(Lista de actividades)
1. Edita el fragmento sobre el descenso en bicicleta: reescribe el tramo que va de «No hemos llegado» hasta «en redes sociales.», sustituyendo «incertidumbre» por «angustia».
2. Prosigue el fragmento sobre el descenso en bicicleta a partir del punto en que se detiene.

(Fragmento propuesto)
◆ ◆ ◆ ◆
Mientras descendemos, con los dedos bien agarrados del freno, modulo la velocidad con la que quiero bajar: que no sea lo suficientemente lenta como para no hacerle justicia a la desmañanada, pero que no sea tan desbocada como para jugarle al v…ivo. Si algo debe salir mal, lo mejor a lo que puede aspirar uno es que no sea a media bajada.
Mientras mantengo los pies bien macizos sobre los pedales, siento el viento, helado y cosquilludo, escabullirse a través de las fibras de lo que llevo puesto, consumando esa sensación de choque tan peculiar con el calor que produce la adrenalina cuando anda desatada por el cuerpo. Prácticamente no estoy moviendo una sola parte de mí, y mi frecuencia cardíaca roza los ciento sesenta tumbos por minuto.
No hemos llegado ni a la mitad de la bajada e inevitablemente me vienen a la mente aquella PCR positiva y sus días posteriores. La incertidumbre del posible contagio en mi círculo cercano o de un cuadro grave; de una historia de horror como las que uno lee en redes sociales.
Pienso en los quince largos días de claustro; en la cena del treinta y uno en la que mis invitados fueron mi conciencia, el inhalador y el plato pasado a través de la puerta. Aquella frustración de comprobar la frase (avalada por su proveedor de Instagram Stories más cercano) que reza que «los que más se cuidan son los primeros que se contagian».
Pero también -y con mayor intensidad- me es imposible ignorar la jodida fortuna que significa este aire pasando por mis pulmones; que estos hayan conservado su capacidad de expandirse y de contraerse. Que mis otrora condenados alvéolos hayan quedado lo suficientemente espabilados para seguir haciendo su función en situaciones que no impliquen reposo. Pienso en lo mucho que quiero inhalar y exhalar, una y otra, vez bajo escenarios como este. En la satisfacción de por fin hacerme de esta bicicleta después de tantos años de desidia y antes de que llegue una nueva cepa proveniente del inframundo africano; antes de que esto se comience a transmitir por el aire o de que comiencen los toques de queda, o la invasión zombie o qué carajo vamos a saber de tan variada cosa que pueda ocurrir.
Poco a poco la velocidad se va normalizado y entran las piernas. Pedaleamos durante un par de horas más hasta completar los kilómetros que nos propusimos desde un inicio. Con pendientes de proporciones más terrenales y planicies perfectas para echar resistencia, sale por medio del pedal todo el estrés acumulado de la semana. Y le damos duro, sin prisa, sin nada que nos correteé, porque es domingo y los domingos ni Villa mataba.
◆ ◆ ◆ ◆
(Datos en estudio)
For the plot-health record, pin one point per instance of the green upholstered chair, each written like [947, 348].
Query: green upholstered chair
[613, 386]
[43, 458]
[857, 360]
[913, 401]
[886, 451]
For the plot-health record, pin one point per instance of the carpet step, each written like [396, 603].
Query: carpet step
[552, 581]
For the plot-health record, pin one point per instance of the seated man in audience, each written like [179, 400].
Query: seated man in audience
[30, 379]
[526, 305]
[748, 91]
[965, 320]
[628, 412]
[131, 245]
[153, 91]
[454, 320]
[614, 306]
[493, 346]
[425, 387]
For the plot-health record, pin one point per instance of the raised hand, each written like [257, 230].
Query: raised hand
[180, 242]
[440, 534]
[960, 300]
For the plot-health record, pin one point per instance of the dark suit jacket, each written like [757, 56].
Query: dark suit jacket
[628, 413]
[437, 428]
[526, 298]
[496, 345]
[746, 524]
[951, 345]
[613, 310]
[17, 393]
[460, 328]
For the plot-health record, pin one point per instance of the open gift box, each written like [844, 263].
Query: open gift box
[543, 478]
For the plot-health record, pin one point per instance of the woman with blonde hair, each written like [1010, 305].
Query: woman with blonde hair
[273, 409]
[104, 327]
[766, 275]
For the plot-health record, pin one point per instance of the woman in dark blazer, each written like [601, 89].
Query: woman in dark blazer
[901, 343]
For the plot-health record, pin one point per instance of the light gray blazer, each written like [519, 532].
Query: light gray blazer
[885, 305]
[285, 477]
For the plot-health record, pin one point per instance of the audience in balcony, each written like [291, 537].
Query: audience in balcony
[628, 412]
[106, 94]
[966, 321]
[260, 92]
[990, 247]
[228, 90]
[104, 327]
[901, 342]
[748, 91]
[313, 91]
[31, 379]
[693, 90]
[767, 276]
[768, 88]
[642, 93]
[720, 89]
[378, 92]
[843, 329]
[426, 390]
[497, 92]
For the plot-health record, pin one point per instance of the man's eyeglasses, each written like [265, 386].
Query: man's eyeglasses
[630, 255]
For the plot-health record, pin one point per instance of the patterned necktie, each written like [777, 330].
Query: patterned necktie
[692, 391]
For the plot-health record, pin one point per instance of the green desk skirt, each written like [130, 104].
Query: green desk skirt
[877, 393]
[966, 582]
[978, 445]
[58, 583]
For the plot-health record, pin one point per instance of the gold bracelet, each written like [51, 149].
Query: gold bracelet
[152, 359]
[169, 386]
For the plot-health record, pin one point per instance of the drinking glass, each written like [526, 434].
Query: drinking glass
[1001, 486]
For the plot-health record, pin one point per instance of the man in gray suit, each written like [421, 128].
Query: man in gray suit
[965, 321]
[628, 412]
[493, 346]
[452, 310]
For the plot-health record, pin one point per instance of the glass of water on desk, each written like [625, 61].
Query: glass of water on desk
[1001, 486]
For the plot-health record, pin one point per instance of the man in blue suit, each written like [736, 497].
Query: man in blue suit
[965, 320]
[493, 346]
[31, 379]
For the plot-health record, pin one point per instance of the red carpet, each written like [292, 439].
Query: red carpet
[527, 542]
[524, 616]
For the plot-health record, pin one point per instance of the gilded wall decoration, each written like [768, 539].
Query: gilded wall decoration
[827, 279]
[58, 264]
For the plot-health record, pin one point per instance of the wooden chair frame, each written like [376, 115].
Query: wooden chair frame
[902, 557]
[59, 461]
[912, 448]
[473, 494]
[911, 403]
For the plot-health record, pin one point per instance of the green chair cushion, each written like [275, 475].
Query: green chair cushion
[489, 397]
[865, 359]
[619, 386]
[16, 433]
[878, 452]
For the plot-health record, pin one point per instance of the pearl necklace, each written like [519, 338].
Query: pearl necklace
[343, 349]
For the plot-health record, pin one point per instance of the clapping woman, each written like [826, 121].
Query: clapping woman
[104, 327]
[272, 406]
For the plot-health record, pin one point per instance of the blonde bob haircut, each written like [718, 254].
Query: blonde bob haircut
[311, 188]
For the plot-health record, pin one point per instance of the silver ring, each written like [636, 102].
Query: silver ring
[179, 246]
◆ ◆ ◆ ◆
(Respuestas por tarea)
1.
No hemos llegado ni a la mitad de la bajada e inevitablemente me vienen a la mente aquella PCR positiva y sus días posteriores. La angustia del posible contagio en mi círculo cercano o de un cuadro grave; de una historia de horror como las que uno lee en redes sociales.

2.
El costo de cualquier descenso es que en algún momento hay que enfrentar una subida. Y ya para tomar camino a casa, nos topamos en forma de cuesta la pendiente que nos impulsó al inicio. Descarto seguir pedaleando a la mitad, porque si no, ahora sí se me va a salir el bofe con todo y corazón y tripas. Leo la logra como si las piernas no le pesaran, pero es que él está hecho de otra madera.
Ya arriba, él marca la ruta, pues si en algo sabe moverse es en el asfalto. Llegando a las vías, nos topamos con el recién iniciado paso del tren y observamos a los varios pasajeros sin boleto pagado que lo abordan. «Son Maras Salvatruchas», me dice, y se me viene a la mente la historia que me contó, casi recién de conocerlo, sobre cómo decidió abandonar la sierra de Guerrero para encontrar el sueño tapatío.
Y no porque el sueño tapatío sea tan codiciado o nuncavisto, sino porque era eso o enfilarse en contra de su voluntad en el campo de concentración de algún cartel del sur. Y la verdad es que Leo está -nunca mejor dicho- para otros trotes, pero esa ya es otra historia.
Llega el momento de dividir caminos. Nos despedimos y cada quién agarra para su casa, no sin antes quedar para el próximo fin de semana.
El resto del día transcurre como cualquier otro de los nueve mil trescientos sesenta días de esta crisis. Lo bueno es que, en este, al menos la mañana ya valió toda la pena.